# Given exercise
Starting with the line that holds "Tag every instance of the street", copy out each remaining line of the listing below, up to and including the last one, and include nothing else.

>> begin Supplied data

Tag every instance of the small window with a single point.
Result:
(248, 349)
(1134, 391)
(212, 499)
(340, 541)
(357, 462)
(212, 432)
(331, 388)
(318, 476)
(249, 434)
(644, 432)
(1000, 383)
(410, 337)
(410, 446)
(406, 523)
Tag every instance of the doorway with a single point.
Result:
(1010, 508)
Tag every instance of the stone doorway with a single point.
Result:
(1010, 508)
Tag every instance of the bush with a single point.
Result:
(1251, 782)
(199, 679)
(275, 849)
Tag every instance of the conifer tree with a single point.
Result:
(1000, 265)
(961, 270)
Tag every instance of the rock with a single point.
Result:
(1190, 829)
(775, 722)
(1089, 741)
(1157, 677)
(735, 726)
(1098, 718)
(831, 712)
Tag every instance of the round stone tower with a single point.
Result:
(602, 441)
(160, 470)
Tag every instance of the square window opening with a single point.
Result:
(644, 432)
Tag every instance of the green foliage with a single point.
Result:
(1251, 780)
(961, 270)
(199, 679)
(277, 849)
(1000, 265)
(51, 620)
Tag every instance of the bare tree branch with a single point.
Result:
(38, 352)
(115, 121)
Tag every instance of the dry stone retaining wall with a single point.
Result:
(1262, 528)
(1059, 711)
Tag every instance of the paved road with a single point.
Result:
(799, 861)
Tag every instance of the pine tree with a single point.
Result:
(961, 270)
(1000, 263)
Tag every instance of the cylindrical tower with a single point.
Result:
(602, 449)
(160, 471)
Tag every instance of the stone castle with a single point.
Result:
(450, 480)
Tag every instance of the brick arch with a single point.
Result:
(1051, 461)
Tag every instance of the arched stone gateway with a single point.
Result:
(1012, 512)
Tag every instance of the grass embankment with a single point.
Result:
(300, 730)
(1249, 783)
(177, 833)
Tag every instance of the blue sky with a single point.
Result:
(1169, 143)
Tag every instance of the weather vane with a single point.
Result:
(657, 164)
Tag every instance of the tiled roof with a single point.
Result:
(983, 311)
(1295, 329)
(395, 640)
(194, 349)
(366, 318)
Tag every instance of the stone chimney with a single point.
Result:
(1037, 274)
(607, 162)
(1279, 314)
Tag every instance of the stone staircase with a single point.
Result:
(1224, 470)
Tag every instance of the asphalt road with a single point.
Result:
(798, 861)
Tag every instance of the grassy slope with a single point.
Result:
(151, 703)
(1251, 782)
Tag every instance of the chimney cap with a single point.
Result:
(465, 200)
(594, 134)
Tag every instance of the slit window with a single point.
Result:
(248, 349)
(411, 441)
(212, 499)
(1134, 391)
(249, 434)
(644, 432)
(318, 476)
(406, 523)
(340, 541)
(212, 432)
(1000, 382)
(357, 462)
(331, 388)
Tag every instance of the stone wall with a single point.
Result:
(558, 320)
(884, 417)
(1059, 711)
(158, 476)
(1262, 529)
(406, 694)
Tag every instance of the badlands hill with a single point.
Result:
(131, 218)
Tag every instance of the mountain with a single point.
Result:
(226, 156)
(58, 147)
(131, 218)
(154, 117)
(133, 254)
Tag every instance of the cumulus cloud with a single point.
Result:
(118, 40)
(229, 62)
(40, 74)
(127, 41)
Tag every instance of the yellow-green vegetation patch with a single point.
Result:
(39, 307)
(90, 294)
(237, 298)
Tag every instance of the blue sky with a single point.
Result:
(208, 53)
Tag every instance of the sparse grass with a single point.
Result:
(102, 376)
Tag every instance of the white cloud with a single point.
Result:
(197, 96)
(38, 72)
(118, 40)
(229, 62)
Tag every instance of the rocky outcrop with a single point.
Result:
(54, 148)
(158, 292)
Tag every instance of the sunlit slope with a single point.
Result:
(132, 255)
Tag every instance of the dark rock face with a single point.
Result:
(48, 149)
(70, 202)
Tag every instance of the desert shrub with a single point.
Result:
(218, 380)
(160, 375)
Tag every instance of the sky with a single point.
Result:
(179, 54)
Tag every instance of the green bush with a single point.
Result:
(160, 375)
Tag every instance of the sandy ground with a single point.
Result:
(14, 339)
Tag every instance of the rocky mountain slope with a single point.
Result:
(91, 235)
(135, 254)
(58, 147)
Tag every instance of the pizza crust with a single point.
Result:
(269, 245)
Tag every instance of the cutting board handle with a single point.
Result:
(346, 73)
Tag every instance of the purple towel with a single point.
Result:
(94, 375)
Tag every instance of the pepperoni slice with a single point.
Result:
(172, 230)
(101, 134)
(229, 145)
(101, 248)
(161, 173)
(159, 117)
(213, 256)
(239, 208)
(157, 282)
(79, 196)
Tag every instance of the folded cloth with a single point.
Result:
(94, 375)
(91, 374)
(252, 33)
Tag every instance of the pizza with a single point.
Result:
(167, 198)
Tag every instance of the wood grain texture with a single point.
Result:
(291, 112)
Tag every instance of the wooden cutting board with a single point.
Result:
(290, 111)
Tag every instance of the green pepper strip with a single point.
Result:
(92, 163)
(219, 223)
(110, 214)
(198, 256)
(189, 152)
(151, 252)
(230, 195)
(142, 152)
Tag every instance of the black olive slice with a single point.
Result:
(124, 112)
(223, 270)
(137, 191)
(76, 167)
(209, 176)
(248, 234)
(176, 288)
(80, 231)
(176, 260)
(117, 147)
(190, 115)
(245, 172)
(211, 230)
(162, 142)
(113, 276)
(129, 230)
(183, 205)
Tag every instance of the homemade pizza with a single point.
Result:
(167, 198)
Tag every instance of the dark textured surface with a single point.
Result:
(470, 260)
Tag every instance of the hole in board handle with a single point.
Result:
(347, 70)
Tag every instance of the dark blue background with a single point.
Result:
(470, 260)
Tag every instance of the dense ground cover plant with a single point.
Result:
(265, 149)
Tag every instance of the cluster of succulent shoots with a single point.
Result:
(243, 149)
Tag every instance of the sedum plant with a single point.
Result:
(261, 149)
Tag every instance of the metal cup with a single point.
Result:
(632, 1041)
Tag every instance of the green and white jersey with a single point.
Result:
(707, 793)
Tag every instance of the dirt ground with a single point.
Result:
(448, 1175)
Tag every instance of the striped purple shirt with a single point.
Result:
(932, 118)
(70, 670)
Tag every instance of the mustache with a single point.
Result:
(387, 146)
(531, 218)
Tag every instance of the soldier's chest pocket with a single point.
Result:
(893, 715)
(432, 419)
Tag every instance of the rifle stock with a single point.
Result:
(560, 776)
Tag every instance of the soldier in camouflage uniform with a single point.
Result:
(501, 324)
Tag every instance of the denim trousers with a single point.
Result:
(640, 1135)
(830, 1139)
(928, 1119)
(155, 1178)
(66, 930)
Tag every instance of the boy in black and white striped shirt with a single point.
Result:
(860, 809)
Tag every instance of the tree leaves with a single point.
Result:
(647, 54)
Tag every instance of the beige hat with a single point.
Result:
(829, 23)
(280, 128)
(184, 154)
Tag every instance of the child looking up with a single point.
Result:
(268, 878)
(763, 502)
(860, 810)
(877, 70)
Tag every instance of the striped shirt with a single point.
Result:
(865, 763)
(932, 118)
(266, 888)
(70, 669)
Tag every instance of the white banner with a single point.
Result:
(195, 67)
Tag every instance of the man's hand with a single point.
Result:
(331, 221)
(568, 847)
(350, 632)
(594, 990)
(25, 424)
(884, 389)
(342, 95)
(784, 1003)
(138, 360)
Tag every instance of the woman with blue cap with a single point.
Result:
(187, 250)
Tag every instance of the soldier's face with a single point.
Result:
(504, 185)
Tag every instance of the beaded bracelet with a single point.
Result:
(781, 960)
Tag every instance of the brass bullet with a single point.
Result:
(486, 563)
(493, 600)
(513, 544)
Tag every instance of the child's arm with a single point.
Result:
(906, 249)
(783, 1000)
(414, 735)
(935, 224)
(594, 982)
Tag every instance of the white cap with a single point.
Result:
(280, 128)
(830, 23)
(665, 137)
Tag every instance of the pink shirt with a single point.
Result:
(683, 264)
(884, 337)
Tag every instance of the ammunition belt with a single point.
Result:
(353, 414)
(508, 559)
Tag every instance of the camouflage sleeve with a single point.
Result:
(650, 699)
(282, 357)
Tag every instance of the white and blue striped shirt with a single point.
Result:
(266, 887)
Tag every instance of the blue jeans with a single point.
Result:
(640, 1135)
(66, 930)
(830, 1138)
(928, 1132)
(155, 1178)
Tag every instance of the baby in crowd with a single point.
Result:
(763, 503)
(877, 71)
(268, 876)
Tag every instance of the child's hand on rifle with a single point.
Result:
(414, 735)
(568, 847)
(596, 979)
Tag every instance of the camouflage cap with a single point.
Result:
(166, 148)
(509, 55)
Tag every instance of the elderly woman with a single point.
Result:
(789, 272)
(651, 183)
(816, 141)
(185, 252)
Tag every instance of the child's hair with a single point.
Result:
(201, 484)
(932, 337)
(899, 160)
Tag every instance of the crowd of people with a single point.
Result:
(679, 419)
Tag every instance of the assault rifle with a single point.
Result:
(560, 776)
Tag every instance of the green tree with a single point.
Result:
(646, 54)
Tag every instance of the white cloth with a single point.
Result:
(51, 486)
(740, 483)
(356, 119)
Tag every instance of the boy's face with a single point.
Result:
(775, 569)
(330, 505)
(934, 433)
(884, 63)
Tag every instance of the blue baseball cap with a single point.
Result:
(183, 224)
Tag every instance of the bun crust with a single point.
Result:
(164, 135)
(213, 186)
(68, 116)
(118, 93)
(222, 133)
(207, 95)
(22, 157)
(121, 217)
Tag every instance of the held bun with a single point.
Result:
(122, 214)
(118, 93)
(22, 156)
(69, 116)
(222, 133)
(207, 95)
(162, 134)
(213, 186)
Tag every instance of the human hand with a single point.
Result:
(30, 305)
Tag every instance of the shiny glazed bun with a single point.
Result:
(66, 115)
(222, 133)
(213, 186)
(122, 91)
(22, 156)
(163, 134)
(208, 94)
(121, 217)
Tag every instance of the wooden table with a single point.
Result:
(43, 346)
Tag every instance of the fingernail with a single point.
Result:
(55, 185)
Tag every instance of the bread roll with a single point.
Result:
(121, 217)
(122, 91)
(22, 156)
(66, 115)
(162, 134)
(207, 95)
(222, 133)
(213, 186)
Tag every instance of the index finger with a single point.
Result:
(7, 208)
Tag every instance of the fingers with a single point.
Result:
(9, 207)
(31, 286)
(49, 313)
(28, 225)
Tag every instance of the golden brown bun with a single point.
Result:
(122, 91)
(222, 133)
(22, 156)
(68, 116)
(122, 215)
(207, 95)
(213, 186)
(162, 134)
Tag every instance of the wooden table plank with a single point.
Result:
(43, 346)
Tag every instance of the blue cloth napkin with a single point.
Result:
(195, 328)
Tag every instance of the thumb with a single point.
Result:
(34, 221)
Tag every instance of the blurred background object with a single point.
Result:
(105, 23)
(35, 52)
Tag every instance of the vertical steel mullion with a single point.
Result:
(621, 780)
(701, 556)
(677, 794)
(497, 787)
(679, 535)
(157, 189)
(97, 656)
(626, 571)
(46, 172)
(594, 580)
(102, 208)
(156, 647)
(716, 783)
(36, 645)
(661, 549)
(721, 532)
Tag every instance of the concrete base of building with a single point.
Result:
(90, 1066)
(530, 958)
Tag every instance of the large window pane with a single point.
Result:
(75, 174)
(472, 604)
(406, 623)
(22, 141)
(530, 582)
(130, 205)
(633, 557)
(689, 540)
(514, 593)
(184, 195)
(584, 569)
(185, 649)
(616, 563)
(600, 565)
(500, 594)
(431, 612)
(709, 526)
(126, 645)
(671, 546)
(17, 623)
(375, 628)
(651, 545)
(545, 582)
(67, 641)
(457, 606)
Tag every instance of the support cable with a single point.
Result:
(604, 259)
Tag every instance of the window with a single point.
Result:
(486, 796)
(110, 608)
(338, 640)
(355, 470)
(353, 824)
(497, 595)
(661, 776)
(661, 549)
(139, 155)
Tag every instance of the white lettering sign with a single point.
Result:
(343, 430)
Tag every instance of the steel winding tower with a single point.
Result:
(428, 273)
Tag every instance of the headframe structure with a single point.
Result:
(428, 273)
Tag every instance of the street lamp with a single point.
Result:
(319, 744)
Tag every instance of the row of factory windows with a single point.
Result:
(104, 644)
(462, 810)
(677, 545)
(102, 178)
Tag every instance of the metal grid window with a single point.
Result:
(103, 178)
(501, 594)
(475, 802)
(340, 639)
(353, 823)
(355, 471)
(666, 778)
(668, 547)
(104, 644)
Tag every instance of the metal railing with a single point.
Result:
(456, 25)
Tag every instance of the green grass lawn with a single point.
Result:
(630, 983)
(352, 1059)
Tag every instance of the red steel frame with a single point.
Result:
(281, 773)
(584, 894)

>> end Supplied data

# Exercise response
Tag every instance of the street lamp with a single point.
Result:
(319, 744)
Tag every instance of the row of factory windows with a single point.
Result:
(104, 644)
(462, 810)
(677, 545)
(102, 178)
Tag every instance of the metal grid window with a single point.
Result:
(103, 178)
(501, 594)
(475, 802)
(340, 639)
(353, 823)
(355, 471)
(666, 778)
(668, 547)
(104, 644)
Tag every instance of the metal railing with a single point.
Result:
(456, 25)
Tag every instance of the green grass lawn with a single point.
Result:
(630, 983)
(352, 1059)
Tag every instance of the red steel frame with a single point.
Result:
(281, 773)
(584, 894)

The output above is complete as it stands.